Could you write out these records again, substituting "rectangle" for every "bounding box" and leaving everything else unchanged?
═══ Input
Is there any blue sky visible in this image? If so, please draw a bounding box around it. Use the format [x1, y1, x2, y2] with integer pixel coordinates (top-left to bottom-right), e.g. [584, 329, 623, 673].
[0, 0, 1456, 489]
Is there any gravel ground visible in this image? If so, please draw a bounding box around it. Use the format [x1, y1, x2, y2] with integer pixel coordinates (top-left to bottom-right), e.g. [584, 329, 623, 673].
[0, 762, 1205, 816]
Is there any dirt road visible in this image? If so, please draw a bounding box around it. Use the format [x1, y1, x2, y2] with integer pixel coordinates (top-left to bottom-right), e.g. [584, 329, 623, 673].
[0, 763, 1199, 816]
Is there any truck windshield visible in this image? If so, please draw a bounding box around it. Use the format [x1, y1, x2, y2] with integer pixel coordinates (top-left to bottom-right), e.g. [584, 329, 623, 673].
══════
• **Exercise solution**:
Is there any blue sky visible in this image? If so, please draw a rectangle around it. Use the format [x1, y1, x2, y2] with integer pixel coordinates (top-left to bottom-right), e.g. [584, 329, 623, 673].
[0, 0, 1456, 489]
Is there any gravel ground visible in this image? If so, please draw a rectangle around it. Use the format [x1, y1, x2, y2] with integer pixel coordinates (top-left to bottom-right), e.g. [584, 329, 623, 673].
[0, 762, 1205, 816]
Is there any dirt road visible in this image? If so, please draw a rectangle around it. Use the format [x1, y1, x2, y2] with integer pixel coordinates (top-left to bottom-right), e.g. [584, 329, 623, 673].
[0, 763, 1199, 816]
Is there any truck windshield visible in this image? If so, please draw a rectangle around it. Use the format [x1, y1, x2, y2] with integer pixel coordinates (top-left to bottom-right), e.g. [584, 329, 623, 673].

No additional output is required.